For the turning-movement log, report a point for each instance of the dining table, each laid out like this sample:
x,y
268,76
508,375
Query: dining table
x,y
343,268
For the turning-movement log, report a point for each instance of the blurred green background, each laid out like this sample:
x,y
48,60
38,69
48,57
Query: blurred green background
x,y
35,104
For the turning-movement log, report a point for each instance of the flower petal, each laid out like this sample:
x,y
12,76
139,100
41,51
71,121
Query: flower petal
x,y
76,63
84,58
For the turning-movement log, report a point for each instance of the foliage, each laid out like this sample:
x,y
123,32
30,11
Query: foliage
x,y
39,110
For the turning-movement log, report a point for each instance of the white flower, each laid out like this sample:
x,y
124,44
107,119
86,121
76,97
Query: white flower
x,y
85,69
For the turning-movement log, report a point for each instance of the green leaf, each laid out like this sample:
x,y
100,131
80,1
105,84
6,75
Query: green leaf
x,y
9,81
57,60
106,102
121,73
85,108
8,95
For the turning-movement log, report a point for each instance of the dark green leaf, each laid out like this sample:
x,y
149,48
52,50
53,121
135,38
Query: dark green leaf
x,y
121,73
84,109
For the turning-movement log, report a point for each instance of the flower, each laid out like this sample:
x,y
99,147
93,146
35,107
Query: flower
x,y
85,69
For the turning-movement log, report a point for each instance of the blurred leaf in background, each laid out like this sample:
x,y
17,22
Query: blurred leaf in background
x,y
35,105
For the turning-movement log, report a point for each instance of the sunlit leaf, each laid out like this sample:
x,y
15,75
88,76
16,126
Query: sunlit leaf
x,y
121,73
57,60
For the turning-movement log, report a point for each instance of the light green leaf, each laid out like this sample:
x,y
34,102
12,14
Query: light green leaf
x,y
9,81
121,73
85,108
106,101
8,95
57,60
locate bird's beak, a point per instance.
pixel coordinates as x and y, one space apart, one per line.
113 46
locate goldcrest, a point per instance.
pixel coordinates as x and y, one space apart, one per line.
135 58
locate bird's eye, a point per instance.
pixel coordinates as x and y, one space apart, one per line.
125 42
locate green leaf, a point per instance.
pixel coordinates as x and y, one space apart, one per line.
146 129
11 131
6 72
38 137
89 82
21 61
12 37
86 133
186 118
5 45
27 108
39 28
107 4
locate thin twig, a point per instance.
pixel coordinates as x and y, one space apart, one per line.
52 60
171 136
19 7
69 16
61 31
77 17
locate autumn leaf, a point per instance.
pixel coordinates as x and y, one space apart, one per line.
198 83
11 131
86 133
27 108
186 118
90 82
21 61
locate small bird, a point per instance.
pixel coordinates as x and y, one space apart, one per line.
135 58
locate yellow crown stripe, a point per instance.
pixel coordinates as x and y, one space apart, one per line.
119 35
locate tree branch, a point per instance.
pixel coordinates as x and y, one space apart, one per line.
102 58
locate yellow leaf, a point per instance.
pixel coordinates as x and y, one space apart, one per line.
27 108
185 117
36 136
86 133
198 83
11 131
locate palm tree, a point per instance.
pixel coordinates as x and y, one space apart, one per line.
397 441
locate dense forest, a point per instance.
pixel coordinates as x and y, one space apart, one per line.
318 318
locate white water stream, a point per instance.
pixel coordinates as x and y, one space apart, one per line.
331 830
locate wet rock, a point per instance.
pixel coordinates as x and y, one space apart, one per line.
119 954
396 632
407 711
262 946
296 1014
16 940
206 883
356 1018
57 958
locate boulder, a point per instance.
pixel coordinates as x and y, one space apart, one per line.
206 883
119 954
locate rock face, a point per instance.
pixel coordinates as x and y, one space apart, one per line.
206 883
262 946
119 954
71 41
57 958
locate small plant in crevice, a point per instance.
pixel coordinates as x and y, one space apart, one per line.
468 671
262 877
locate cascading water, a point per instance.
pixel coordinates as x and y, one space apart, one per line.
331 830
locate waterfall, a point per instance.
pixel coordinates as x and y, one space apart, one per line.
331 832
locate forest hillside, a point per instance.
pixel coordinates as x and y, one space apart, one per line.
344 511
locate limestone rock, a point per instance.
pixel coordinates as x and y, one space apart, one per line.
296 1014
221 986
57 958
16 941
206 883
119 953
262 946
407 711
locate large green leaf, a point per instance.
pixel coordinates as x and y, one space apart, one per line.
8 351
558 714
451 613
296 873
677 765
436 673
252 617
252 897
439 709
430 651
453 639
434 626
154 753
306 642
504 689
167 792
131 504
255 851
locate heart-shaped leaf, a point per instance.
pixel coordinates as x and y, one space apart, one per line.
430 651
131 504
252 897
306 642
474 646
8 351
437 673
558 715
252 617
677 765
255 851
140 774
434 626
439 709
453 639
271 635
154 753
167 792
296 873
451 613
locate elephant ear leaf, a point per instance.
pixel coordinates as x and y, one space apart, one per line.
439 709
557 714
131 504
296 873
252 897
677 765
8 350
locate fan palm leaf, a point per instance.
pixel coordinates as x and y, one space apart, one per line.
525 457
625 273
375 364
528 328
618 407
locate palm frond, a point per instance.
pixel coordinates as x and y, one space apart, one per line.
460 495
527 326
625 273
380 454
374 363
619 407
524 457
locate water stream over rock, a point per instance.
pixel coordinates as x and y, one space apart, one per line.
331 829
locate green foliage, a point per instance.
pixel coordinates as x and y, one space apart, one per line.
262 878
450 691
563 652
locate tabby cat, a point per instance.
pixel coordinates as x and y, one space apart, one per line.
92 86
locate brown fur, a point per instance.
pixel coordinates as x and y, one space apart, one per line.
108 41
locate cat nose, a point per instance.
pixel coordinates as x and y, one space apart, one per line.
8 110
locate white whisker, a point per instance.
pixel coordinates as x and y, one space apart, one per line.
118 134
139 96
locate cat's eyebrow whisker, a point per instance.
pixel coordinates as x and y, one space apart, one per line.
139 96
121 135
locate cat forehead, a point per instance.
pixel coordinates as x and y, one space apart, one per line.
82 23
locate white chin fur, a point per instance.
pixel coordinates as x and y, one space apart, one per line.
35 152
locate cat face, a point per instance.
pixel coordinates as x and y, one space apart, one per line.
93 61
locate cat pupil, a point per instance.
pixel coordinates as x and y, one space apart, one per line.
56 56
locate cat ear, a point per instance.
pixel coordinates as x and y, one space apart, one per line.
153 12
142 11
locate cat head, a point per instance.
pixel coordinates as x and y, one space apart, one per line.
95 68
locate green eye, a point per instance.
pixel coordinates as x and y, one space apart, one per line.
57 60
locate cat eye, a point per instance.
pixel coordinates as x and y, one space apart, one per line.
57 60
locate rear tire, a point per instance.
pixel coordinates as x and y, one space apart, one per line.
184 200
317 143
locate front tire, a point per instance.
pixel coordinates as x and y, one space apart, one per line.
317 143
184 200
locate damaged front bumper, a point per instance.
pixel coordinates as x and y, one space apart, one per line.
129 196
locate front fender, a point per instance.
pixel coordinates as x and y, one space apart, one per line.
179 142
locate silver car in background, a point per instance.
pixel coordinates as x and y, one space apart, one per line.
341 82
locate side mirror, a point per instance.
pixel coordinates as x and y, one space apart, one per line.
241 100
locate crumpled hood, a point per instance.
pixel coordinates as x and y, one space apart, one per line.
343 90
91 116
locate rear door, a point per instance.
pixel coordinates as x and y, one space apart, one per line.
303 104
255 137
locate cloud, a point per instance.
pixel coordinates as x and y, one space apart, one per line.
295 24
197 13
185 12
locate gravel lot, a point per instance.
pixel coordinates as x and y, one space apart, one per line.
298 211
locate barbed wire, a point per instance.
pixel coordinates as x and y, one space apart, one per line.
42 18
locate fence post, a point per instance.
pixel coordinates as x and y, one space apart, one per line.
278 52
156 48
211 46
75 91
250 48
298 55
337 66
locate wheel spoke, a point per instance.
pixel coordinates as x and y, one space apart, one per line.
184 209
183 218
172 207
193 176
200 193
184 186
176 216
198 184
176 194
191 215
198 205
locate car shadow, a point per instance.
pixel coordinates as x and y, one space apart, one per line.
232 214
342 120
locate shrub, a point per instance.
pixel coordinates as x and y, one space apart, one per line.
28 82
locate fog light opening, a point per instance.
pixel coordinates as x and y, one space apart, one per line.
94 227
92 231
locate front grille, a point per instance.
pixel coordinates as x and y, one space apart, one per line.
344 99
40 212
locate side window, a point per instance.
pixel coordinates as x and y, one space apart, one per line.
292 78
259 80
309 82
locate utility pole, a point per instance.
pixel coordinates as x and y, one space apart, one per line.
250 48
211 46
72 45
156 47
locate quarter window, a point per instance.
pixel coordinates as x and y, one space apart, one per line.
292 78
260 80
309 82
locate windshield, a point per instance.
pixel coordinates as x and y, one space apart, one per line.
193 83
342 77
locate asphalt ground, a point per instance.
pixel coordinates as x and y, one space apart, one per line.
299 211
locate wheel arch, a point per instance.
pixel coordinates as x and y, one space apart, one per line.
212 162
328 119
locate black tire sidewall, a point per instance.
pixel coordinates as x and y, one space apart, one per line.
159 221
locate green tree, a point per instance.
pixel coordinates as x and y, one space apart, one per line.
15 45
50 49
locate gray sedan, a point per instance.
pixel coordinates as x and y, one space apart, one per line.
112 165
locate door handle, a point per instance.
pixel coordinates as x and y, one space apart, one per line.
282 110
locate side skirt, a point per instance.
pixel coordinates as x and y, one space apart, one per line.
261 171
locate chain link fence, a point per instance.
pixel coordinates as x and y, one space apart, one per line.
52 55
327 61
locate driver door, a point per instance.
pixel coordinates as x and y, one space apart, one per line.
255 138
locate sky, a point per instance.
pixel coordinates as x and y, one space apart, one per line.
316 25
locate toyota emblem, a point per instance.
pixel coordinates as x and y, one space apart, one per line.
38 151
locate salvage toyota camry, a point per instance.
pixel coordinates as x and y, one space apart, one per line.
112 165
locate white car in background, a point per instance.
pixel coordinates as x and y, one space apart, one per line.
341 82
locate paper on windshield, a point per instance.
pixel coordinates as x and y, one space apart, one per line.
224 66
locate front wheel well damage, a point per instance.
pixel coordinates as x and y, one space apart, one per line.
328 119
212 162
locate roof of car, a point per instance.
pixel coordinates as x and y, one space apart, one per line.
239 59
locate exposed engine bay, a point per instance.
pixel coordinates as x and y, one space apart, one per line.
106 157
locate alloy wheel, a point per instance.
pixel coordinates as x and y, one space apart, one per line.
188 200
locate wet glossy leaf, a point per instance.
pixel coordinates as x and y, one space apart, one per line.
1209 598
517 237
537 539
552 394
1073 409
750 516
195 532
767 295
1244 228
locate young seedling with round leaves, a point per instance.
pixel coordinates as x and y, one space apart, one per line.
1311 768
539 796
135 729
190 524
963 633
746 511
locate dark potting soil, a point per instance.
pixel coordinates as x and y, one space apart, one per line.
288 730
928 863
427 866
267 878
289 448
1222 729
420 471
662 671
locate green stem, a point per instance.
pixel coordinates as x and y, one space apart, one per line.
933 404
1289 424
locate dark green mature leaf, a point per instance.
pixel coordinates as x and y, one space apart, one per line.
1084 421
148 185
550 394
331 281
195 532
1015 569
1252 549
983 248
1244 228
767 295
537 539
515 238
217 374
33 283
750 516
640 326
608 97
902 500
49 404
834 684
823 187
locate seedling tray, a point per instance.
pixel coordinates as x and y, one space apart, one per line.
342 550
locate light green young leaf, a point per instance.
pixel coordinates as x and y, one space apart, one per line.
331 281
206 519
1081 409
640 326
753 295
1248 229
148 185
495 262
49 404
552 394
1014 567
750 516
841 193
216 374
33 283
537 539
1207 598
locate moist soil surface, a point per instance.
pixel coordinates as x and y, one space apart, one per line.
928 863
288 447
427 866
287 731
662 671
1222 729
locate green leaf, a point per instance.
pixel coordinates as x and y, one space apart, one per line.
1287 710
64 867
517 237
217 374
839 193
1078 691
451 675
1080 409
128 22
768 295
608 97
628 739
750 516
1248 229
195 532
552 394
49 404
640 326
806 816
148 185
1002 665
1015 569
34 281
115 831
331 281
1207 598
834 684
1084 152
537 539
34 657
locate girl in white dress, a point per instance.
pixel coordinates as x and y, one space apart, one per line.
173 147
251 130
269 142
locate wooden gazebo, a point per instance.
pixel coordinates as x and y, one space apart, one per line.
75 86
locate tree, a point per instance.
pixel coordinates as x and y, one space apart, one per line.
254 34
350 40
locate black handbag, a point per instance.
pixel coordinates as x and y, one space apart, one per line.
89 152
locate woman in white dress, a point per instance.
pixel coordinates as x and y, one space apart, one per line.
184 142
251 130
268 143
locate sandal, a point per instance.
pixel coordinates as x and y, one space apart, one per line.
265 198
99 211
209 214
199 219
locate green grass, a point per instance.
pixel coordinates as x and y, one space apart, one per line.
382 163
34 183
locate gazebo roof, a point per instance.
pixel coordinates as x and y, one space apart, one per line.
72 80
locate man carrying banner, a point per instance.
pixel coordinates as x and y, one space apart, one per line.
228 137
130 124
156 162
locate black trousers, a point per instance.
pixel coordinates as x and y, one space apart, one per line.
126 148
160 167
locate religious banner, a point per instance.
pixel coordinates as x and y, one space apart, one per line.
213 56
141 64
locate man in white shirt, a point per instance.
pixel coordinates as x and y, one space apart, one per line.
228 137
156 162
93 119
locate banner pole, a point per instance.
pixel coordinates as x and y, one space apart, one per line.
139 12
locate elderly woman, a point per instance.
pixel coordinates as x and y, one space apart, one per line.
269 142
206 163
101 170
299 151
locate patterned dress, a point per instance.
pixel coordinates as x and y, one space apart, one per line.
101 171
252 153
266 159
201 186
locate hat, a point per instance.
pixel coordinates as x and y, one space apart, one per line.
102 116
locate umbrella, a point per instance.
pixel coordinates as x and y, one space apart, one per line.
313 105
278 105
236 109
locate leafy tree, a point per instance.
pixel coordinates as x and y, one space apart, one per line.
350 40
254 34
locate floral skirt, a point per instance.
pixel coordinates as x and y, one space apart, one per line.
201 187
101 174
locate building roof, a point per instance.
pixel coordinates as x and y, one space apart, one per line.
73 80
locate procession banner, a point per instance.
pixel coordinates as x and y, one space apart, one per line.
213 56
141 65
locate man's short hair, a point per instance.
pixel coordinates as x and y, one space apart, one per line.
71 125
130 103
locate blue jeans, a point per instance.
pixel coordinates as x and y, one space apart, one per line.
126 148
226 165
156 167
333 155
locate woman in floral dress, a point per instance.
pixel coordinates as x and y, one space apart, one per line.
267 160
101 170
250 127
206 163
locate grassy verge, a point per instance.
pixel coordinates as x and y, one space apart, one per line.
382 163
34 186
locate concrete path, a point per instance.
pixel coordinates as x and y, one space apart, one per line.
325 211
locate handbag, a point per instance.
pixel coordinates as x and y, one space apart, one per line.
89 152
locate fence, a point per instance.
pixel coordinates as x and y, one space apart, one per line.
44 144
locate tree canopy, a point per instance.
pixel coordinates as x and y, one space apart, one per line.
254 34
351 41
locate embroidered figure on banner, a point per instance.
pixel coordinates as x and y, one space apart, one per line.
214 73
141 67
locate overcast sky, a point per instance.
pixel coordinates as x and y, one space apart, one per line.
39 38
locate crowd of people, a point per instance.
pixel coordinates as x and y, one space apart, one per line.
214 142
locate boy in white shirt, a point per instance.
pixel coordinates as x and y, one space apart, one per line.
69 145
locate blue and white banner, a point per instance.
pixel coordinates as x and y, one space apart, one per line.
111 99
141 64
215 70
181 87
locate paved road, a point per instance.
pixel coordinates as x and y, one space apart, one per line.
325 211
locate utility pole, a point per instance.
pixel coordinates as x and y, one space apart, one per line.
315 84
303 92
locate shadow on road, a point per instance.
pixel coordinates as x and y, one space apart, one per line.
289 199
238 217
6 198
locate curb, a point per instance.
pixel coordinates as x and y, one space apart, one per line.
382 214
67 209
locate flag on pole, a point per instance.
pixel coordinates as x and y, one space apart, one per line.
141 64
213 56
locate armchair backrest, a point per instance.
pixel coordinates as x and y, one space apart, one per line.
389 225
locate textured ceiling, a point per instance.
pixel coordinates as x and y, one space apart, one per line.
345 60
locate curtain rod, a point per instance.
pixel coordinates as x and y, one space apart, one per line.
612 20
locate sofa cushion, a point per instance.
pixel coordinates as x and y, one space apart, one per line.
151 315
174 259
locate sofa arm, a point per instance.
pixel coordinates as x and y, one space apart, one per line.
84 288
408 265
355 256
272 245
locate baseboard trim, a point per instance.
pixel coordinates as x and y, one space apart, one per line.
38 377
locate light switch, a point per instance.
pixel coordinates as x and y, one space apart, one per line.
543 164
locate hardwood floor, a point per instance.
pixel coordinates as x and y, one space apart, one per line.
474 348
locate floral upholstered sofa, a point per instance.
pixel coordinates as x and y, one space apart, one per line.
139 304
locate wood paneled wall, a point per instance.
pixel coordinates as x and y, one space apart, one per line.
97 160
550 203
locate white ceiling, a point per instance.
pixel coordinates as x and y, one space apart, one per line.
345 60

● ● ● ● ● ● ●

ABOUT THIS EXERCISE: Look through the entries above; copy every line holding the string "ceiling".

OUTPUT:
locate textured ceiling, a point per instance.
locate white ceiling, a point per instance.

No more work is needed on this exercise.